**Task brief**
Copy out exactly each line from the line with "Given the photograph above, point out the masonry" through the last line of the material below.

##### Material for this exercise #####

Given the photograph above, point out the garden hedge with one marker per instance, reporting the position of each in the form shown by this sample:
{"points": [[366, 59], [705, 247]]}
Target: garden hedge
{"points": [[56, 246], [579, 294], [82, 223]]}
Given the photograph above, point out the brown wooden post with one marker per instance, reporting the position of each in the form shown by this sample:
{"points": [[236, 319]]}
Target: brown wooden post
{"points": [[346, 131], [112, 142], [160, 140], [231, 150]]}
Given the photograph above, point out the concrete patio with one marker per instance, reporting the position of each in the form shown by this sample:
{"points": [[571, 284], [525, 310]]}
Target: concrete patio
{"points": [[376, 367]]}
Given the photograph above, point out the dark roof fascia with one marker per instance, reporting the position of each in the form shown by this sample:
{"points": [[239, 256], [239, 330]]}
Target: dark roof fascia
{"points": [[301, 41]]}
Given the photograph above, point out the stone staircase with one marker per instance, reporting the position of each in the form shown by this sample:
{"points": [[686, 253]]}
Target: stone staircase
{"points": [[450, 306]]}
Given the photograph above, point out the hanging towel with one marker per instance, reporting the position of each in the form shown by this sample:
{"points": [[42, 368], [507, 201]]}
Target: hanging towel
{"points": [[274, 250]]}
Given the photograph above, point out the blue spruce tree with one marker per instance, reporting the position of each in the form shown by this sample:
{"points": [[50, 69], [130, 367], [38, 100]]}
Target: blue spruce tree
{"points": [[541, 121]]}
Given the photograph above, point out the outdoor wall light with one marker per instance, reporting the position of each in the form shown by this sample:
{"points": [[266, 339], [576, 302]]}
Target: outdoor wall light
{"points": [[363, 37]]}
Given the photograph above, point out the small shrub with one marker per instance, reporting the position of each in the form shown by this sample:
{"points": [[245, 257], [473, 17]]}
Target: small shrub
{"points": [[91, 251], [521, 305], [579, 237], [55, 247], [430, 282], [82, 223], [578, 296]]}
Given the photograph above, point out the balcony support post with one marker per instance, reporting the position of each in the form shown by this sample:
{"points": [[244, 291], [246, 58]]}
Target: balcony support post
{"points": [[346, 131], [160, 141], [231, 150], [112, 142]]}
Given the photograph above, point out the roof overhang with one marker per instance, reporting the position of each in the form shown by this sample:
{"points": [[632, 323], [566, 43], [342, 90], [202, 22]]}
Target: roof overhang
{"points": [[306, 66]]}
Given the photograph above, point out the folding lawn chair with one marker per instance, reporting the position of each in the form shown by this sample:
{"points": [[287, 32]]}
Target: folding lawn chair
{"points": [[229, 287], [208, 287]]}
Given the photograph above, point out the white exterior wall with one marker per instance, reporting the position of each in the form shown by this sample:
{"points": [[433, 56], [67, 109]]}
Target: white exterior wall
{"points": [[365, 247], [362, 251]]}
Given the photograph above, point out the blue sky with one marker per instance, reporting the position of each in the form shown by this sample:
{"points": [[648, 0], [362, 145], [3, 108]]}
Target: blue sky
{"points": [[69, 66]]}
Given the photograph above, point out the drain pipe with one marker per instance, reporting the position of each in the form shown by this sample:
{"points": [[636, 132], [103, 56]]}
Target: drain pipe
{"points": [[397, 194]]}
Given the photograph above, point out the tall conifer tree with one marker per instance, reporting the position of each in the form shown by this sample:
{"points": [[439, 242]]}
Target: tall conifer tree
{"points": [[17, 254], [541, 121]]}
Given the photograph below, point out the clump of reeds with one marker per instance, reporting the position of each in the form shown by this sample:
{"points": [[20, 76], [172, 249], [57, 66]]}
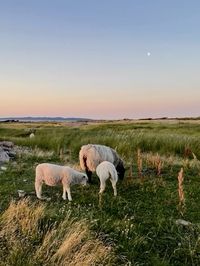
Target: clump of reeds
{"points": [[180, 188], [139, 164], [156, 162], [25, 239]]}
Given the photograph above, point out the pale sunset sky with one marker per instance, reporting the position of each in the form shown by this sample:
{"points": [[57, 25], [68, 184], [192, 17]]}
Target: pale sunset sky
{"points": [[106, 59]]}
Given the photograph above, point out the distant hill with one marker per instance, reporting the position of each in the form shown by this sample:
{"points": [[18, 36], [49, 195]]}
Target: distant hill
{"points": [[43, 119]]}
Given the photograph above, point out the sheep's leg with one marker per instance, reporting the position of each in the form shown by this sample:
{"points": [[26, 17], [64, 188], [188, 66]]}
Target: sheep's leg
{"points": [[38, 188], [89, 175], [102, 186], [114, 186], [66, 189], [64, 193]]}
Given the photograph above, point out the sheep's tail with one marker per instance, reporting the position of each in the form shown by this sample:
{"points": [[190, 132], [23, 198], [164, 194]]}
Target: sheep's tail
{"points": [[83, 163], [120, 169], [114, 174]]}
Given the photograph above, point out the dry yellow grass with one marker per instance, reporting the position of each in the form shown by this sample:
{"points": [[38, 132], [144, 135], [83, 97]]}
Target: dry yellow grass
{"points": [[180, 188], [69, 243]]}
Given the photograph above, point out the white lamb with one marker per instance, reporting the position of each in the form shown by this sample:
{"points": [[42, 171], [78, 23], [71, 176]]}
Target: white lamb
{"points": [[92, 155], [104, 171], [52, 175]]}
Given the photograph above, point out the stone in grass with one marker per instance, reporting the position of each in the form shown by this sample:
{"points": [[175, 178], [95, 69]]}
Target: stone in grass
{"points": [[183, 222], [4, 157], [21, 193]]}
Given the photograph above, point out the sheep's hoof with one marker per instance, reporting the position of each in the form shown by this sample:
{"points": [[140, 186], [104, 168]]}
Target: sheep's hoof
{"points": [[45, 198]]}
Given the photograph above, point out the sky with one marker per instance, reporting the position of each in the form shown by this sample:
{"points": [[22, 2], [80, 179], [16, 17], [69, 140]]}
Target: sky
{"points": [[108, 59]]}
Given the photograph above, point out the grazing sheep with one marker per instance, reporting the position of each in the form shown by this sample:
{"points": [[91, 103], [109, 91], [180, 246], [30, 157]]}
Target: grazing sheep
{"points": [[104, 171], [92, 155], [32, 135], [52, 175]]}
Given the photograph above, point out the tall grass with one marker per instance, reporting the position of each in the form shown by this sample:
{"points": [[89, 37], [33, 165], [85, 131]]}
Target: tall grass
{"points": [[26, 238]]}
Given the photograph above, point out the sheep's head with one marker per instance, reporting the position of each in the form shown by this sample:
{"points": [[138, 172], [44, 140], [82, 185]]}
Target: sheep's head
{"points": [[84, 180], [120, 169]]}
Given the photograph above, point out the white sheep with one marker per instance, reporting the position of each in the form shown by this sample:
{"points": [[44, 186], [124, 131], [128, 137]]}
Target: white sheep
{"points": [[32, 135], [104, 171], [92, 155], [52, 175]]}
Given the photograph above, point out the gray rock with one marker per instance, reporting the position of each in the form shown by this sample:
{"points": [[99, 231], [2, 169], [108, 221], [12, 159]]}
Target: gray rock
{"points": [[7, 144], [4, 157]]}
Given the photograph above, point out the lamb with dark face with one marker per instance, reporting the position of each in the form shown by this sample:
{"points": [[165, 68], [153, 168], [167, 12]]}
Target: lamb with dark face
{"points": [[92, 155], [52, 175]]}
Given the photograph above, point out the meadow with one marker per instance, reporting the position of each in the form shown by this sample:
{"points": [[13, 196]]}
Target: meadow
{"points": [[154, 220]]}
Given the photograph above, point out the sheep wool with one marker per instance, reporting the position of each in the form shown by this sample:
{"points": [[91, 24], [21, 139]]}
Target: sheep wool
{"points": [[91, 155], [52, 175]]}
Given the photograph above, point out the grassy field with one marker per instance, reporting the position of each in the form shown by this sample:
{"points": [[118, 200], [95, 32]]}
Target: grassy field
{"points": [[139, 227]]}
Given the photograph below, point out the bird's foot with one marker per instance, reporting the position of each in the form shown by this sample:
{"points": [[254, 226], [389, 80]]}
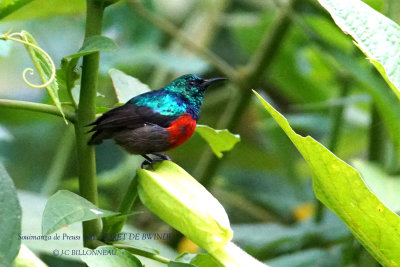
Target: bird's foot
{"points": [[150, 161], [162, 156]]}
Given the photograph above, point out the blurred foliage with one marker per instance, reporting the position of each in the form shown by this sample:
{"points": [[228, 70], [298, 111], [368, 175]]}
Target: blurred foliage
{"points": [[263, 183]]}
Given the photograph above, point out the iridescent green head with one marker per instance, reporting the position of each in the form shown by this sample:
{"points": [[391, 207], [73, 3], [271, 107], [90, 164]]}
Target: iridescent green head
{"points": [[190, 86]]}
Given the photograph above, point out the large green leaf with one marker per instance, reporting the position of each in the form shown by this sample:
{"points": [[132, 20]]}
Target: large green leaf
{"points": [[341, 188], [376, 35], [9, 6], [106, 256], [386, 187], [44, 68], [65, 208], [219, 140], [10, 219]]}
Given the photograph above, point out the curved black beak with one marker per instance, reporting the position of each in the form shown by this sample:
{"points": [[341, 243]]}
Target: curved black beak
{"points": [[207, 82]]}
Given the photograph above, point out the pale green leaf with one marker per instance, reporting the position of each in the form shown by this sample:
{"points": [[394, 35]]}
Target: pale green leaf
{"points": [[203, 259], [106, 256], [126, 86], [180, 264], [65, 208], [26, 258], [376, 35], [170, 192], [219, 140], [93, 44], [9, 6], [341, 188], [44, 69], [10, 219]]}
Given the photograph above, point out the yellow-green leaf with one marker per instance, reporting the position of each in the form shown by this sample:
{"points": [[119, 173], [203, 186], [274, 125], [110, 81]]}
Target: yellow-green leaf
{"points": [[182, 202], [376, 35], [341, 188], [172, 194]]}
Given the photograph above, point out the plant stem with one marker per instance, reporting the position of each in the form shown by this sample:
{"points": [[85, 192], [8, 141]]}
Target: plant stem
{"points": [[248, 78], [59, 163], [113, 225], [37, 107], [336, 128], [85, 114], [376, 149], [169, 28]]}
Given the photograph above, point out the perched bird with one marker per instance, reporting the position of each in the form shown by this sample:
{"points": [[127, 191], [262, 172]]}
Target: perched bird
{"points": [[156, 121]]}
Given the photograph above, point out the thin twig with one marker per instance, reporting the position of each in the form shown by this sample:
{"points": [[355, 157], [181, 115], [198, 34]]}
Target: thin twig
{"points": [[37, 107]]}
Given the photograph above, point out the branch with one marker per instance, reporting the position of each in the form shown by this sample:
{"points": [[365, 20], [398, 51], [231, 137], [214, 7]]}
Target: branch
{"points": [[86, 113], [250, 77], [37, 107], [169, 28]]}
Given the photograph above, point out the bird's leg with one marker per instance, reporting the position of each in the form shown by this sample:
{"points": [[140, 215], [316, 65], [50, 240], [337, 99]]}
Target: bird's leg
{"points": [[162, 156], [148, 161]]}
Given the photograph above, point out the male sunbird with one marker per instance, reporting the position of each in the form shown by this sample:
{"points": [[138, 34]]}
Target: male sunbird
{"points": [[156, 121]]}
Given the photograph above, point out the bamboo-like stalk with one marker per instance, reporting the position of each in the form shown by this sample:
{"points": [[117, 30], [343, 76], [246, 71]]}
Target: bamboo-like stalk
{"points": [[86, 113]]}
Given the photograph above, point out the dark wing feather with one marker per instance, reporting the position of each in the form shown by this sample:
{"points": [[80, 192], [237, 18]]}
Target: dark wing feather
{"points": [[128, 116]]}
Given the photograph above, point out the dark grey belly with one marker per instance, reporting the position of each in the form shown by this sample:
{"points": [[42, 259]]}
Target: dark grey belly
{"points": [[144, 140]]}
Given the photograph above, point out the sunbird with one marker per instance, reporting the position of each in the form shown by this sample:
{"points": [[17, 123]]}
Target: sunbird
{"points": [[156, 121]]}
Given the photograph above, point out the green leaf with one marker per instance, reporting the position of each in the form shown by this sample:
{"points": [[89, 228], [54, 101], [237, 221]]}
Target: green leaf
{"points": [[10, 219], [26, 258], [219, 140], [203, 259], [44, 69], [180, 264], [376, 35], [93, 44], [268, 240], [311, 257], [65, 208], [9, 6], [110, 256], [384, 186], [171, 193], [126, 86], [341, 188]]}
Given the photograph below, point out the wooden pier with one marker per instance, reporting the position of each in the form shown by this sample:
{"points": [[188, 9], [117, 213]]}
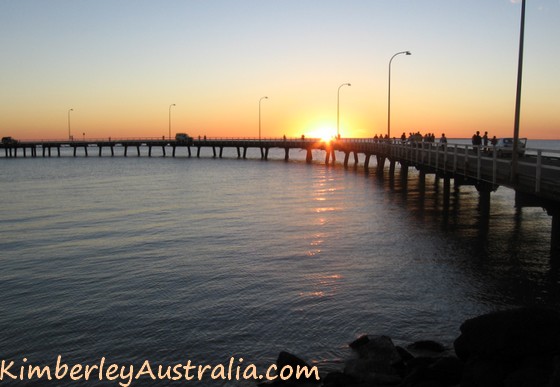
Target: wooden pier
{"points": [[536, 183]]}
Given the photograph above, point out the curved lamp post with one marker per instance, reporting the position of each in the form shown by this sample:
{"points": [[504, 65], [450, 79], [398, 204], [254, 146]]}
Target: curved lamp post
{"points": [[260, 115], [389, 93], [515, 155], [170, 120], [69, 135], [338, 109]]}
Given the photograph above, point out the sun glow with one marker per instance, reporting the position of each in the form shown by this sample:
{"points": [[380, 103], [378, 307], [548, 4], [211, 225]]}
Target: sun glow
{"points": [[325, 134]]}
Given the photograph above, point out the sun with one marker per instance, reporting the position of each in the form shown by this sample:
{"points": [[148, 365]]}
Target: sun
{"points": [[324, 133]]}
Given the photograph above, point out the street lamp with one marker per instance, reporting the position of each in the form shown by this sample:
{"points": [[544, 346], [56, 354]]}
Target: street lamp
{"points": [[338, 109], [260, 115], [69, 135], [389, 93], [515, 156], [170, 120]]}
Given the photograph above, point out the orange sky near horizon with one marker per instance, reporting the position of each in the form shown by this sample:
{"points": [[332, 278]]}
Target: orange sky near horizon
{"points": [[120, 70]]}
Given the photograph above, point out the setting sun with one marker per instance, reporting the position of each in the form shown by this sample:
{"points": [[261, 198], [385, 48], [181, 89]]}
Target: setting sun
{"points": [[325, 134]]}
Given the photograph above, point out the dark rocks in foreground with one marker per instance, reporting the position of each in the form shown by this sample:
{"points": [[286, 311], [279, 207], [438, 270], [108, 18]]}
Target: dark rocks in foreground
{"points": [[512, 348]]}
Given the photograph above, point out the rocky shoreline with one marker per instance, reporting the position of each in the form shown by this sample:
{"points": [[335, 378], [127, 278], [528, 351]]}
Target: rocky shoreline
{"points": [[511, 348]]}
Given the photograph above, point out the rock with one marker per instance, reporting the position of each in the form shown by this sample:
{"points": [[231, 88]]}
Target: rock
{"points": [[427, 346], [359, 342], [511, 333], [377, 362], [511, 348]]}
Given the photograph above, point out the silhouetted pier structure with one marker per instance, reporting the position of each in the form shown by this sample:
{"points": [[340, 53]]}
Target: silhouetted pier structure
{"points": [[536, 184]]}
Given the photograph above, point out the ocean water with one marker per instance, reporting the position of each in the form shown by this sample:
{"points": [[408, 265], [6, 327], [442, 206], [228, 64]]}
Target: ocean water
{"points": [[176, 259]]}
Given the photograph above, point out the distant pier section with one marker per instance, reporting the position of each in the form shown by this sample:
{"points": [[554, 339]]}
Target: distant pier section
{"points": [[535, 178]]}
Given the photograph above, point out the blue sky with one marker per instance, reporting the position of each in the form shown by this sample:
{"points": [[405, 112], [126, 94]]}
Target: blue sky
{"points": [[120, 64]]}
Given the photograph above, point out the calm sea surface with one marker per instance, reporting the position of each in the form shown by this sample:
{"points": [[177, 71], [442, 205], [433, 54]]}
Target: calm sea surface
{"points": [[175, 259]]}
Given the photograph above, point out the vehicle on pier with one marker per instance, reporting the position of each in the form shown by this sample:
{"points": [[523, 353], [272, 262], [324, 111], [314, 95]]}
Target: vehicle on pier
{"points": [[504, 147], [183, 139]]}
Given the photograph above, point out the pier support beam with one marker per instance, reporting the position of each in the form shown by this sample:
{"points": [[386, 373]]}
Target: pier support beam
{"points": [[392, 168], [380, 165], [484, 190], [346, 157], [555, 231], [366, 162]]}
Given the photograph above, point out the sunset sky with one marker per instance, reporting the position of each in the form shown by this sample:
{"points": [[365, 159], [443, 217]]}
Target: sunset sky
{"points": [[120, 65]]}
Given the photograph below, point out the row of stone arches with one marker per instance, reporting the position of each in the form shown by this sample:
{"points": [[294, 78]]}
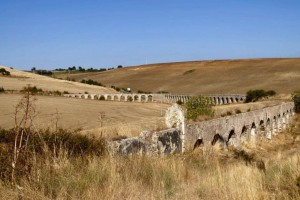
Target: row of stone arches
{"points": [[216, 100], [115, 97], [256, 130]]}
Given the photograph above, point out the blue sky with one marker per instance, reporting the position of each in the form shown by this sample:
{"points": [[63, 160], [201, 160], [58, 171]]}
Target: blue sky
{"points": [[49, 34]]}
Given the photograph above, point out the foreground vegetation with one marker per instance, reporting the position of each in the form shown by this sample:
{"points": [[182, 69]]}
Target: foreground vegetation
{"points": [[59, 172]]}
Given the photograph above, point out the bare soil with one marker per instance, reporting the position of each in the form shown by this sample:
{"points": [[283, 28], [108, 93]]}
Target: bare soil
{"points": [[120, 118]]}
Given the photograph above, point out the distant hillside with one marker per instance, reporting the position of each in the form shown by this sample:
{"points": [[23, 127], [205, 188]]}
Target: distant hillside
{"points": [[19, 79], [216, 76]]}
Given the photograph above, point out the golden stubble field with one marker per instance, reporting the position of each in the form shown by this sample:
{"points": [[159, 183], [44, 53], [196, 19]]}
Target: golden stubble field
{"points": [[19, 79], [205, 77]]}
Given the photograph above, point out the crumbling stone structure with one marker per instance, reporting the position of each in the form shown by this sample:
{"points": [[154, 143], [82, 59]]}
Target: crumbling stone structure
{"points": [[230, 130], [166, 98], [239, 128]]}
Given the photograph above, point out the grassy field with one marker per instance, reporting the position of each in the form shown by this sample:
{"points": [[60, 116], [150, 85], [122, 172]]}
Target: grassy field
{"points": [[205, 77], [19, 79], [120, 118], [206, 173]]}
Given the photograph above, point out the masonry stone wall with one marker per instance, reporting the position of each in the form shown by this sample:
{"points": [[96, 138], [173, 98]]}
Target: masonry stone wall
{"points": [[244, 127], [149, 143]]}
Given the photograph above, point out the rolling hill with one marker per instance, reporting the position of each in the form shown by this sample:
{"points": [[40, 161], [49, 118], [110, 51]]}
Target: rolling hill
{"points": [[204, 77]]}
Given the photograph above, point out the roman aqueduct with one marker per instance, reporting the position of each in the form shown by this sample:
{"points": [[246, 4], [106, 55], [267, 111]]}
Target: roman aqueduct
{"points": [[229, 130], [167, 98]]}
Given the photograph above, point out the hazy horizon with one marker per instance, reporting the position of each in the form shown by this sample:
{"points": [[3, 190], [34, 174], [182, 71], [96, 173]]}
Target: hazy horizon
{"points": [[104, 34]]}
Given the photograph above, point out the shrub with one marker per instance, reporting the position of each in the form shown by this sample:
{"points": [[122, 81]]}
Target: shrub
{"points": [[238, 111], [179, 102], [255, 95], [4, 72], [33, 90], [130, 98], [189, 71], [296, 98], [228, 113], [199, 105]]}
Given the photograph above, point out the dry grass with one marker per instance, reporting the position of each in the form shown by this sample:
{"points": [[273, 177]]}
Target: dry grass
{"points": [[207, 77], [19, 79], [121, 118], [206, 174]]}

#####

**Task result**
Given the photograph above, point out the masonry stone wall with one marker per instance, reporting the position of each in the form shown by this sample:
{"points": [[96, 138], [173, 98]]}
Target: masonry stone wall
{"points": [[244, 127], [149, 143]]}
Given the photograph above, point out the rolling hill with one marker per instance, reporting the position of each in the form shown by this sample:
{"points": [[40, 161], [49, 118], [110, 51]]}
Target: rolling hill
{"points": [[204, 77]]}
Given the photograph above, point out the roman aqueduct with one marker per instance, reporting the position of each in the form shown by this sample:
{"points": [[246, 4], [106, 55], [267, 111]]}
Target: roman aqueduct
{"points": [[229, 130], [167, 98]]}
Given the photograph above, point out the hazy horizon with one marker per instance, reporting the position of each in the form shown by this sample:
{"points": [[3, 190], [34, 174], [182, 71], [96, 173]]}
Target: hazy horizon
{"points": [[104, 34]]}
Given the photograph above, point out the shrub with one marker per instance, reporting the position of each in the form shown by this sample:
{"points": [[122, 81]]}
Target: shrub
{"points": [[238, 111], [179, 102], [255, 95], [4, 72], [33, 90], [130, 98], [189, 71], [296, 98], [228, 113], [199, 105]]}
Given the photograph above, point out the dry grass with one marker per instance, reporting the position of each in the form shown by this sample:
{"points": [[273, 177]]}
Target: dry grass
{"points": [[207, 77], [19, 79], [121, 118], [206, 174]]}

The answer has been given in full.